• **DOCUMENT**:
################

The cartridge electrical resonance is a result of the inductance of the cartridge's coils reacting with the capacitance of electrical wiring combined with added capacitive loading. In other words, all cartridges exhibit an electrical resonance when connected to a phono stage and this always results in phase reversal. The values of inductance associated with high-output moving magnet cartridges places their electrical resonance in the upper audio octave between 10-kHz and 20-kHz whereas the same electrical resonance for all low-output moving coils is always above 1-MHz, well outside the audio frequency range.
Therefore, not only do cartridge designers have to contend with the mechanical resonance of the cantilever, but they also have to contend with an electrical resonance being smack dab in the middle of the upper audible octave for MM cartridges only. They do not have to worry about the electrical resonance for low-output moving coils because it occurs above 1-MHz.

################

• **ENTRIES SUPPLIED**:
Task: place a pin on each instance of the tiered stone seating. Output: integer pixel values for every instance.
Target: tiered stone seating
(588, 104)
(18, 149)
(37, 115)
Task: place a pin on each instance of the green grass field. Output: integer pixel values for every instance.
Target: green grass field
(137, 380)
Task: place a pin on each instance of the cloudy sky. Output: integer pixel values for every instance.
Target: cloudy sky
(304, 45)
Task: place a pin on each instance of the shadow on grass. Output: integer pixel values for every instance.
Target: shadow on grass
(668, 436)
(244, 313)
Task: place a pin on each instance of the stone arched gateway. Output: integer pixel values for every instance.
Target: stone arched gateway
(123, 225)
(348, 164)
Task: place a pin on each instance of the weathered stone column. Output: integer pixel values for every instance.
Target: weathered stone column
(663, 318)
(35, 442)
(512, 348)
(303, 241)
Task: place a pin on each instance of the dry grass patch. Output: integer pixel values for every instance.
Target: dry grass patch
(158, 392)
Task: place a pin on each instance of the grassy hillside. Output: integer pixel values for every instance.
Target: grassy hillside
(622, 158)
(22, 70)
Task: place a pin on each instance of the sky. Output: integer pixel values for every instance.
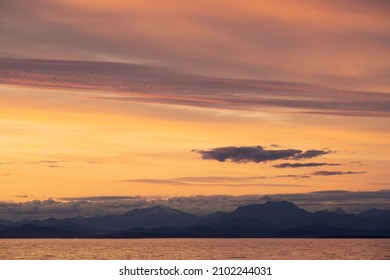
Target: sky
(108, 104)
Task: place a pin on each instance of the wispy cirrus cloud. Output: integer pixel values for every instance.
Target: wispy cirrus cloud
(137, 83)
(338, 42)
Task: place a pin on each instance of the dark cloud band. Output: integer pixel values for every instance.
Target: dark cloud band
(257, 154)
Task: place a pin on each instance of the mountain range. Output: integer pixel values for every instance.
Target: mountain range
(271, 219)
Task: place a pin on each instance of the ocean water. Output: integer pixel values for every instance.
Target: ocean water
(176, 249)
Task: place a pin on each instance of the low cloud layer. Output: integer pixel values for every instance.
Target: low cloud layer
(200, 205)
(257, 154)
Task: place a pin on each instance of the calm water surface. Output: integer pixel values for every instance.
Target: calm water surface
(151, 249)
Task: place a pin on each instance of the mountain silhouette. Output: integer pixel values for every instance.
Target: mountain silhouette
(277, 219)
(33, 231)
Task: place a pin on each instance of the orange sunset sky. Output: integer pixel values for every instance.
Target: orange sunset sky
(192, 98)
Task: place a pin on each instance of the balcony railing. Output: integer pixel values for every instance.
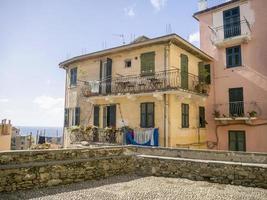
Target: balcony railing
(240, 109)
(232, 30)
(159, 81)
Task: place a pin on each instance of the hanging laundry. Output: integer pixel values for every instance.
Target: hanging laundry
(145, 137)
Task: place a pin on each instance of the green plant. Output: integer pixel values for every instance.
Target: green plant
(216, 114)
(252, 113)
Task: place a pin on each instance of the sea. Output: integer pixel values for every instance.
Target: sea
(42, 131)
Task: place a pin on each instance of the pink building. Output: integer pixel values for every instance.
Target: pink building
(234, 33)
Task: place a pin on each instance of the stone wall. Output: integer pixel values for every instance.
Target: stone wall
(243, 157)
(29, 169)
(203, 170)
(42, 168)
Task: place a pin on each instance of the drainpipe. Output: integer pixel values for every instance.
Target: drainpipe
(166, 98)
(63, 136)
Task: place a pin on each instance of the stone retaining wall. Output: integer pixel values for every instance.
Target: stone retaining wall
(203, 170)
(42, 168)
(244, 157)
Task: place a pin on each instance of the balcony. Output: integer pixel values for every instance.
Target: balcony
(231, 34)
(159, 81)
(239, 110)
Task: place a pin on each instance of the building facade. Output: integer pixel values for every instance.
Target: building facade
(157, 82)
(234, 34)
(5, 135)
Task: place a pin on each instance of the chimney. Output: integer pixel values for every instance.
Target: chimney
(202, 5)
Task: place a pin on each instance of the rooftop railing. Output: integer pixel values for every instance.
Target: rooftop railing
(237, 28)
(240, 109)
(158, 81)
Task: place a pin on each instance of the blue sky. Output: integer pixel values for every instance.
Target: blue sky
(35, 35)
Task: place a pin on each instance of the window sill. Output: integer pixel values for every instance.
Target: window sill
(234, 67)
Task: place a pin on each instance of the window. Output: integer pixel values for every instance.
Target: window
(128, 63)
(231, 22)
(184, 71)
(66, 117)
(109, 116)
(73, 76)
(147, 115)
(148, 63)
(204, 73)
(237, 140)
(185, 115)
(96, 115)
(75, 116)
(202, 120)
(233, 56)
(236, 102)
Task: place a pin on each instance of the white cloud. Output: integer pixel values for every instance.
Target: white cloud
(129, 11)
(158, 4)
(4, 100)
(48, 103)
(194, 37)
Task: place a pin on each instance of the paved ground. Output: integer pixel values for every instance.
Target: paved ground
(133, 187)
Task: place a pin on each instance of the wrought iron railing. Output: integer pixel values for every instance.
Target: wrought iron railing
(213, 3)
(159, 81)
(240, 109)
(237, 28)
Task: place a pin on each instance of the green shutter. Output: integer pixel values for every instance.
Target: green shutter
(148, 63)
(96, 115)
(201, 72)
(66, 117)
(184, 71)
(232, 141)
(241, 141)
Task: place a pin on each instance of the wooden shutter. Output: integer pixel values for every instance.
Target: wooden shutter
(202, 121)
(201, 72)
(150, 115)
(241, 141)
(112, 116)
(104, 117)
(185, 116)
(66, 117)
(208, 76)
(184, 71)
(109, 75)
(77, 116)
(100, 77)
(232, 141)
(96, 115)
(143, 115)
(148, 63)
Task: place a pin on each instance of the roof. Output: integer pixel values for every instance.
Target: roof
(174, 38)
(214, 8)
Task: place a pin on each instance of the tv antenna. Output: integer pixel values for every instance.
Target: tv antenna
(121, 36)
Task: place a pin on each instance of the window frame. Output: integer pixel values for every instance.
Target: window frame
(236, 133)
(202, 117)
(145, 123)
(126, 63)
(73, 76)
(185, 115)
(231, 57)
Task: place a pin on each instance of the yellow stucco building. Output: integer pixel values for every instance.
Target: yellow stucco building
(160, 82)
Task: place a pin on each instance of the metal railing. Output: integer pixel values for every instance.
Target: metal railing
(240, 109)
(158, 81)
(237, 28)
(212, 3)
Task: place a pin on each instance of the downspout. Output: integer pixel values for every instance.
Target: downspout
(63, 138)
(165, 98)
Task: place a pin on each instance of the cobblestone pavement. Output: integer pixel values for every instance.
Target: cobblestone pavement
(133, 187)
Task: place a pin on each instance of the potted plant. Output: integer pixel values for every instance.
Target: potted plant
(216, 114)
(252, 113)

################

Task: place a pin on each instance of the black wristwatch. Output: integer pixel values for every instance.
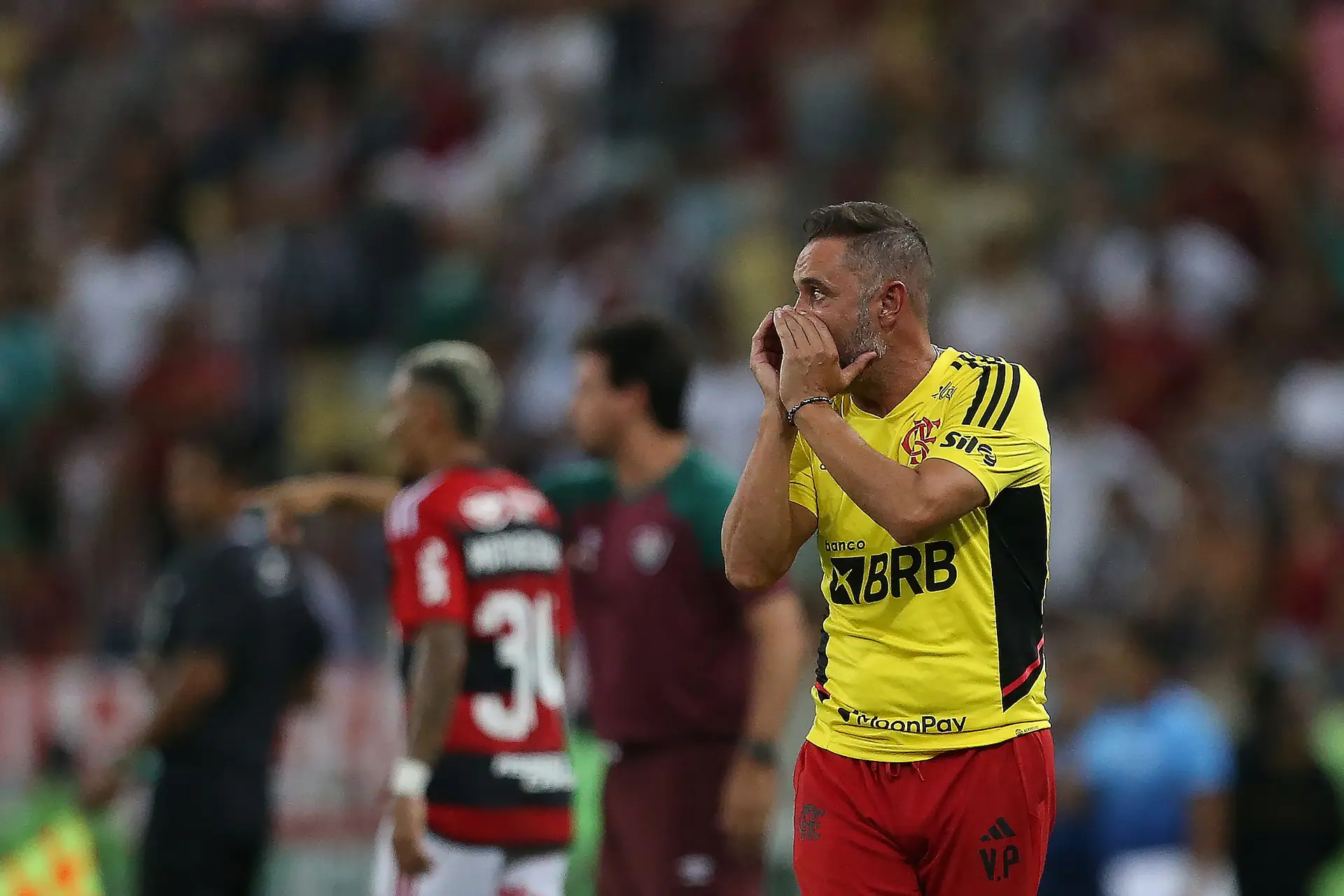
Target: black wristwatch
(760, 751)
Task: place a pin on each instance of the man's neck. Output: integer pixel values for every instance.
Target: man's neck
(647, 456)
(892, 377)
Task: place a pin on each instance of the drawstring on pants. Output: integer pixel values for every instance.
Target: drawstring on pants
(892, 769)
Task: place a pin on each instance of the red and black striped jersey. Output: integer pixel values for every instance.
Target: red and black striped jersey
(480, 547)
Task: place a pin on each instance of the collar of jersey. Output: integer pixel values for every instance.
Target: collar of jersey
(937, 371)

################

• **SET OF TASKS**:
**A.** Decide whether each statement below agrees with the passage on cartridge resonance, answering yes or no and quoting the words of the passage that settle it. (i) Every cartridge exhibits an electrical resonance when connected to a phono stage. (ii) The electrical resonance of high-output moving magnet cartridges lies above 1 MHz. (iii) Designers must worry about the electrical resonance of low-output moving coil cartridges.
**B.** Gather every line of the entries that contains the string "band", matching case exactly.
The entries bear no relation to the passage on cartridge resonance.

• **TASK-BY-TASK ANSWERS**:
**A.**
(i) Yes: "all cartridges exhibit an electrical resonance when connected to a phono stage"
(ii) No: "places their electrical resonance in the upper audio octave between 10-kHz and 20-kHz"
(iii) No: "They do not have to worry about the electrical resonance for low-output moving coils because it occurs above 1-MHz."

**B.**
Task: place a pin on each instance of the dark cloud band. Output: integer pixel values for every instance.
Target: dark cloud band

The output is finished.